Directions for this task: Begin with the line containing "jogger shown in the photo above." and copy each line exactly through the last line of the entries, inclusive.

Supplied data:
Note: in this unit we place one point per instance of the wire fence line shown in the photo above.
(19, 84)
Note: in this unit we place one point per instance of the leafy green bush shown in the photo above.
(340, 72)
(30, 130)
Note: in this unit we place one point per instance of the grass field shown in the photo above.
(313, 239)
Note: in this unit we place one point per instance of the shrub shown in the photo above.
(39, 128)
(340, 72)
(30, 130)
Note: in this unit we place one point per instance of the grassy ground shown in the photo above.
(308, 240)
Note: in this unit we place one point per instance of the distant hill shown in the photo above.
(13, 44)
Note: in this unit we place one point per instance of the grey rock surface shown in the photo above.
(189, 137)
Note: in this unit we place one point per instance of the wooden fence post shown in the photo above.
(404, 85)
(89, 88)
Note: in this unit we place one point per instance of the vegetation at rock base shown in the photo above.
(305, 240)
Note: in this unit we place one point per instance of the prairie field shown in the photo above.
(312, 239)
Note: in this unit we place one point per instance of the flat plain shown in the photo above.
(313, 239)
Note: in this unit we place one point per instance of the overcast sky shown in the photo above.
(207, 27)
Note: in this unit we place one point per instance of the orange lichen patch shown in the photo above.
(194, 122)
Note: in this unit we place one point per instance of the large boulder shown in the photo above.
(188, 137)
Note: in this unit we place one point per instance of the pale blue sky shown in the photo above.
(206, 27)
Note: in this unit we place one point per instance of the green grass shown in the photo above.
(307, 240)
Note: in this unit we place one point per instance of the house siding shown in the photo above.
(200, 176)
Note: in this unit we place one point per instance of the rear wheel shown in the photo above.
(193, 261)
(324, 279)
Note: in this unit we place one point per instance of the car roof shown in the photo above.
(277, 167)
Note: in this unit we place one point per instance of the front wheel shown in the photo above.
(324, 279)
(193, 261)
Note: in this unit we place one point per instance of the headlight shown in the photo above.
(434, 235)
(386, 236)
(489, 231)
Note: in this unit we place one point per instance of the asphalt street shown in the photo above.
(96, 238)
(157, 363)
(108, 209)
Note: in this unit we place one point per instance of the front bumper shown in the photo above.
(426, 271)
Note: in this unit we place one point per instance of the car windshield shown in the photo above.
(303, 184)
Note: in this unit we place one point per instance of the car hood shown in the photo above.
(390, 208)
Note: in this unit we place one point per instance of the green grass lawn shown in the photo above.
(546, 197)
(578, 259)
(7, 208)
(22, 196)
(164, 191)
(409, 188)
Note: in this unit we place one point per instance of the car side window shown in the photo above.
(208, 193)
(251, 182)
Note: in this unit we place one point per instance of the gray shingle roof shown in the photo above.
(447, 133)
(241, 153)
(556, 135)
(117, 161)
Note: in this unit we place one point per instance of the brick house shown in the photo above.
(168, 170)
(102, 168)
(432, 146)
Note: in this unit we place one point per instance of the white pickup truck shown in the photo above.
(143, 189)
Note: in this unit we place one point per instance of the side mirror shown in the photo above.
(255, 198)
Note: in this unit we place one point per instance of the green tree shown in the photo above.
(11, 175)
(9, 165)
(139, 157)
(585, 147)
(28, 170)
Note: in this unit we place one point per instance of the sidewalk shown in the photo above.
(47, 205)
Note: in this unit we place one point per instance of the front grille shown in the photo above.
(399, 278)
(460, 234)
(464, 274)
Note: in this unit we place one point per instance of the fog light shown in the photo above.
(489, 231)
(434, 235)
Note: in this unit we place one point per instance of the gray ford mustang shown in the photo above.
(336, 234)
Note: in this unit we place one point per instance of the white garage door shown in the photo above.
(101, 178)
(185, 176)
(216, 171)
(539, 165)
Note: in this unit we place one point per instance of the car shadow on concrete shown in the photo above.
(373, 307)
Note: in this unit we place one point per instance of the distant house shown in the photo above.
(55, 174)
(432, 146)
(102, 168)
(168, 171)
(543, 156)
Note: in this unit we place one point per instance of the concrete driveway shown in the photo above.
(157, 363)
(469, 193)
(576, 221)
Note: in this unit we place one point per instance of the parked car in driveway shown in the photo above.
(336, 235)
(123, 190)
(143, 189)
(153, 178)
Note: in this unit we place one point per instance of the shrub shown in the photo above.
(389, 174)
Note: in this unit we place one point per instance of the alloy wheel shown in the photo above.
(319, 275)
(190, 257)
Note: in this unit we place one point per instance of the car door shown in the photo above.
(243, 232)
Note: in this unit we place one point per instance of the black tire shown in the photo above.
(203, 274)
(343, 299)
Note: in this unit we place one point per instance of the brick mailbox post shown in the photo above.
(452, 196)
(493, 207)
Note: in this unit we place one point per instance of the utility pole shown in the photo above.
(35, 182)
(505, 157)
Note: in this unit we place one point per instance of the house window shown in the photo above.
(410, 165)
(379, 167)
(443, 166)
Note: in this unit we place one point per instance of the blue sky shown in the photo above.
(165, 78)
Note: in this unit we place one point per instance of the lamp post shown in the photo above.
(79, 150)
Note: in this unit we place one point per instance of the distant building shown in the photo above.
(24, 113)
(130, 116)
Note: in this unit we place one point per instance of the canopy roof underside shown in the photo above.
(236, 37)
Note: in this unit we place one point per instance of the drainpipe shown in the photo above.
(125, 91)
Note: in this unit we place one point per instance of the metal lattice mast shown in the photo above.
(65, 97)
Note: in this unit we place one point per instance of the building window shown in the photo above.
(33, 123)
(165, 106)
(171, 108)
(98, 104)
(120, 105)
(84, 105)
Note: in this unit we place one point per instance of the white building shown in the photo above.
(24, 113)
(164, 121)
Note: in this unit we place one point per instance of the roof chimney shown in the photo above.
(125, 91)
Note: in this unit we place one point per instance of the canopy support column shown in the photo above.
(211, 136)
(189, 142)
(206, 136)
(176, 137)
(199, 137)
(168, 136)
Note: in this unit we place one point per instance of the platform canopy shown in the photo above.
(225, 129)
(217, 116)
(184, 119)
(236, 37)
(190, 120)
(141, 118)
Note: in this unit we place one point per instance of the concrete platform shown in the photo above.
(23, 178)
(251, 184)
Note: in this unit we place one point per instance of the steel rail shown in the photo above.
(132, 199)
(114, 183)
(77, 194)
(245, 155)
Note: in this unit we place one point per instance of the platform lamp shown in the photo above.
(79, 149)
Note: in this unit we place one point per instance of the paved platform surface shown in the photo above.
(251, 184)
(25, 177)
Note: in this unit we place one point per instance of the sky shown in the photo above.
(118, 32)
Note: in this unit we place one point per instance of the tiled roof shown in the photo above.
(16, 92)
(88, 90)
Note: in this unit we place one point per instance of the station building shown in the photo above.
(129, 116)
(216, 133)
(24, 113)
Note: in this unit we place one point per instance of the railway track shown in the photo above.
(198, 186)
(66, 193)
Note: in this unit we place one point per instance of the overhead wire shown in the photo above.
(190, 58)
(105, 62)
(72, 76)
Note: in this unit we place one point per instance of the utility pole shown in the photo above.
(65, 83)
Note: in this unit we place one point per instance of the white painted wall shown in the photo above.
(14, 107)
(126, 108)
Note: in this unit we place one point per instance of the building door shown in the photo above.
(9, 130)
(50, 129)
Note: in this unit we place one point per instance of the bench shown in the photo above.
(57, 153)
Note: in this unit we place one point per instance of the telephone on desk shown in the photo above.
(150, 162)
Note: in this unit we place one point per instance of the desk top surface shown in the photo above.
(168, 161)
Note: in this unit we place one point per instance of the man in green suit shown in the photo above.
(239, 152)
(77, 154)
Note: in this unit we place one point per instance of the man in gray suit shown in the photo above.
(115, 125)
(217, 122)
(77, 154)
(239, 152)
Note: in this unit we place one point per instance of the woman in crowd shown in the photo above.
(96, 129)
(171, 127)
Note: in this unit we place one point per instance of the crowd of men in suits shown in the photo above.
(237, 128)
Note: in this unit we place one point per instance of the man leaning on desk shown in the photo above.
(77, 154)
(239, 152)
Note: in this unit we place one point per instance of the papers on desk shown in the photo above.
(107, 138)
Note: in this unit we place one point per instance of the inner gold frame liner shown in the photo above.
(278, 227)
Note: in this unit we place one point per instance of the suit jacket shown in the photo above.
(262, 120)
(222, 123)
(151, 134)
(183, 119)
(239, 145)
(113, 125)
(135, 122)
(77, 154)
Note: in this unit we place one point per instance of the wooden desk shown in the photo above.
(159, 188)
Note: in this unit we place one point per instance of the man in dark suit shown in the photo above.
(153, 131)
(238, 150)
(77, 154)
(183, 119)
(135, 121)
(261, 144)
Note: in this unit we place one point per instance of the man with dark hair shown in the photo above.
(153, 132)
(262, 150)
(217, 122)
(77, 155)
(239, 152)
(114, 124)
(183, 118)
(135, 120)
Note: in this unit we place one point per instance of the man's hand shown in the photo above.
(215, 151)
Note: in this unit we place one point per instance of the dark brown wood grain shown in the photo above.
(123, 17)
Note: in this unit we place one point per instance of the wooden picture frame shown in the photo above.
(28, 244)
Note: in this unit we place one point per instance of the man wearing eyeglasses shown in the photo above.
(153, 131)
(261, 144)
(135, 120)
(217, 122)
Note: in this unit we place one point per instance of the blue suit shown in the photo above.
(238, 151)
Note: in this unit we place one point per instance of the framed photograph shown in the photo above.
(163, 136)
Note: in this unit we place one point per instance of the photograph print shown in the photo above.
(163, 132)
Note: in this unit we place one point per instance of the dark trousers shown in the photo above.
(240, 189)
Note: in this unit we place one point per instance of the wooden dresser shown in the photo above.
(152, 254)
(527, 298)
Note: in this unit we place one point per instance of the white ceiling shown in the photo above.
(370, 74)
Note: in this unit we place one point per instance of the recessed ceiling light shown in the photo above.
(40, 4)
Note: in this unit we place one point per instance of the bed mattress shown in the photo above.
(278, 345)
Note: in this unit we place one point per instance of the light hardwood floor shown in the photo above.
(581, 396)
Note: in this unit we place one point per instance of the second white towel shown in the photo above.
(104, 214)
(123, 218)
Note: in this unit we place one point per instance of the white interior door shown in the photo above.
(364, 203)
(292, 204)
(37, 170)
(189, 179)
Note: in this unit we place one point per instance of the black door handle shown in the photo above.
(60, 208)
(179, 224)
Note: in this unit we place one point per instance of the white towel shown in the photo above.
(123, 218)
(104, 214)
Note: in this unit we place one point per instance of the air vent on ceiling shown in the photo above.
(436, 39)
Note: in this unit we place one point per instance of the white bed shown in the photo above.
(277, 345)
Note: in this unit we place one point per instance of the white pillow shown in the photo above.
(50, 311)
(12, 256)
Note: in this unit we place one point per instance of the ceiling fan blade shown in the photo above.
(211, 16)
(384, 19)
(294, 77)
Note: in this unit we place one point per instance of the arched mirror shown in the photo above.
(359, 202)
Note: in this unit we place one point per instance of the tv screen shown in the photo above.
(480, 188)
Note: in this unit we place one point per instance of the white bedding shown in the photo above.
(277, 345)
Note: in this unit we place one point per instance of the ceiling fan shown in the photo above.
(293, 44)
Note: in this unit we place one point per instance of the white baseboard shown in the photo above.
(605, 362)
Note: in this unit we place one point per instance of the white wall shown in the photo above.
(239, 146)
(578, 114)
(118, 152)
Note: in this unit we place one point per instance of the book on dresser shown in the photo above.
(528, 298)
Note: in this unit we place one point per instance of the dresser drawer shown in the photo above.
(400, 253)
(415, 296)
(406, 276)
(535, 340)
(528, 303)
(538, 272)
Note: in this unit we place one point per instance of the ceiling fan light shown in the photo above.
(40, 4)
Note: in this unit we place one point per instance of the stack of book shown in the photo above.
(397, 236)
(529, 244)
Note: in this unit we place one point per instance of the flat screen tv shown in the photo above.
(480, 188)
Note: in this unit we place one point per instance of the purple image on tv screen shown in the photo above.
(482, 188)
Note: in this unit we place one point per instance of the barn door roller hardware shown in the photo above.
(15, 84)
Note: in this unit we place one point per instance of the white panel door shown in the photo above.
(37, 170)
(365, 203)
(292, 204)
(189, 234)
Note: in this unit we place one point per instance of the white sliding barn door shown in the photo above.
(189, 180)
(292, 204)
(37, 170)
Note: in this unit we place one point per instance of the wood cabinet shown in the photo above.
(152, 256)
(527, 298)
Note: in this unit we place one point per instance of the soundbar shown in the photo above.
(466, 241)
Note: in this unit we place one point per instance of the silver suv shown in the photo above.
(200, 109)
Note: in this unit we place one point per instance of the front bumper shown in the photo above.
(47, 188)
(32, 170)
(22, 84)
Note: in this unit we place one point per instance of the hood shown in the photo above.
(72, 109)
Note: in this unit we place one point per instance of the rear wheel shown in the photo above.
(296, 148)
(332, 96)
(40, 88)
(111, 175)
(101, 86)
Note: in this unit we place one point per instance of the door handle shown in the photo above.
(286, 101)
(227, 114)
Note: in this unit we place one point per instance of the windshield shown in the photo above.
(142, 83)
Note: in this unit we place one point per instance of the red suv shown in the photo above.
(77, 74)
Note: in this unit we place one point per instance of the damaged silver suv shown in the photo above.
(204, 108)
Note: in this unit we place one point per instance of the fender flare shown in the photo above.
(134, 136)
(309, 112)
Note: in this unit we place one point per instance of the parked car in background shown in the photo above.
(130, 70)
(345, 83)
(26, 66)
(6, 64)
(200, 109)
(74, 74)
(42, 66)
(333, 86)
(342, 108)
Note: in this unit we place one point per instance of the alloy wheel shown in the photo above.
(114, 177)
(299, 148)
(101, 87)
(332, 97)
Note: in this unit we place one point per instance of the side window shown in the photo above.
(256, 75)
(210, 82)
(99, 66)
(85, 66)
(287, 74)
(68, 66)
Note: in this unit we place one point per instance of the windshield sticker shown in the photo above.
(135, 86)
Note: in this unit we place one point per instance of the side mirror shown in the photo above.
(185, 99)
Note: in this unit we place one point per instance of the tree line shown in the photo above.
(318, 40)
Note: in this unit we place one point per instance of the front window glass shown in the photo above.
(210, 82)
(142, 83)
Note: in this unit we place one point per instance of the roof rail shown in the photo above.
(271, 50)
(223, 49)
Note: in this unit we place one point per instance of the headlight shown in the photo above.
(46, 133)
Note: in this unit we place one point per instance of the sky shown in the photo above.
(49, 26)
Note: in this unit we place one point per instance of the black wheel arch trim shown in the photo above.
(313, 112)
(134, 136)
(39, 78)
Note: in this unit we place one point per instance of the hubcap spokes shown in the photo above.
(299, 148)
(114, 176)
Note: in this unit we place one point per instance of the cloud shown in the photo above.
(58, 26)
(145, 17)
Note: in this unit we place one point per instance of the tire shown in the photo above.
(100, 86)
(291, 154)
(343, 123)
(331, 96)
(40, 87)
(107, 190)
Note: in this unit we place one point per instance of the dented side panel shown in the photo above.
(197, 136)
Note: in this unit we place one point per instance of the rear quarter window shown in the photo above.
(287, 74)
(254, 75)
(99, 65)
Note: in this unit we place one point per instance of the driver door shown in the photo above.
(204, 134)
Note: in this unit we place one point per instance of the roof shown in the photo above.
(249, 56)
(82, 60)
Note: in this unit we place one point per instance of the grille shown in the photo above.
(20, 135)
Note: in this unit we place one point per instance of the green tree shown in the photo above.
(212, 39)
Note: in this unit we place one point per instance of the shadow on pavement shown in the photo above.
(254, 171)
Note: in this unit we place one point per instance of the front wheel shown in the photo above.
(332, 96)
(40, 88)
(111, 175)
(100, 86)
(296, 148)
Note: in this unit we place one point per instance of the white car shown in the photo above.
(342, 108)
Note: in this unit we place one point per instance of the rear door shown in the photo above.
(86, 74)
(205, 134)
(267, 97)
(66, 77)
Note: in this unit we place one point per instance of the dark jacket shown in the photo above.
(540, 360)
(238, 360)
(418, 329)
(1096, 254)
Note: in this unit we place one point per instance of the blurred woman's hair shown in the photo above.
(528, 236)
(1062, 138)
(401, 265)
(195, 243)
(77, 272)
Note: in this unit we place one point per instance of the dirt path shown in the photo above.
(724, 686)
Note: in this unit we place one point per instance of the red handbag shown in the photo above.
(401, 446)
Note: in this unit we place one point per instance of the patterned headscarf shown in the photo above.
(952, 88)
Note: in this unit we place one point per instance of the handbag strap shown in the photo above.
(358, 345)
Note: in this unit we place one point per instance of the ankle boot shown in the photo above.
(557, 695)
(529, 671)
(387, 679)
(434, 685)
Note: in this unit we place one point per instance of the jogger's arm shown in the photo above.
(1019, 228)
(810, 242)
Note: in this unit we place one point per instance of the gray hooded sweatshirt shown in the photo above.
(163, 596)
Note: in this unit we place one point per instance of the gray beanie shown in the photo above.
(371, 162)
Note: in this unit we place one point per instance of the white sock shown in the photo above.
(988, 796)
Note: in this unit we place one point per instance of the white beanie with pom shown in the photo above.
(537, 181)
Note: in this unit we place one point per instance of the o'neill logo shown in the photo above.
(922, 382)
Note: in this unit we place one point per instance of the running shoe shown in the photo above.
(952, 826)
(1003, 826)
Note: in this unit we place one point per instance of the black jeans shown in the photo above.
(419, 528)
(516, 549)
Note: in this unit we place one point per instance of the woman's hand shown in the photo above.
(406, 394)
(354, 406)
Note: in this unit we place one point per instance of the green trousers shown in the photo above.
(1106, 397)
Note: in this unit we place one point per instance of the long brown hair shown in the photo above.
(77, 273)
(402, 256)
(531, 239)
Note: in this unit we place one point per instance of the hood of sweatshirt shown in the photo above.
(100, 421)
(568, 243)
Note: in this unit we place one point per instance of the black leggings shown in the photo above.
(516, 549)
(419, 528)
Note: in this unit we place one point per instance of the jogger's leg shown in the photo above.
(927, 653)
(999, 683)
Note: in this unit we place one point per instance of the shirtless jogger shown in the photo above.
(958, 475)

Answer section:
Note: in this unit we place one point per instance of the shirtless jogger shown in the photo above.
(958, 475)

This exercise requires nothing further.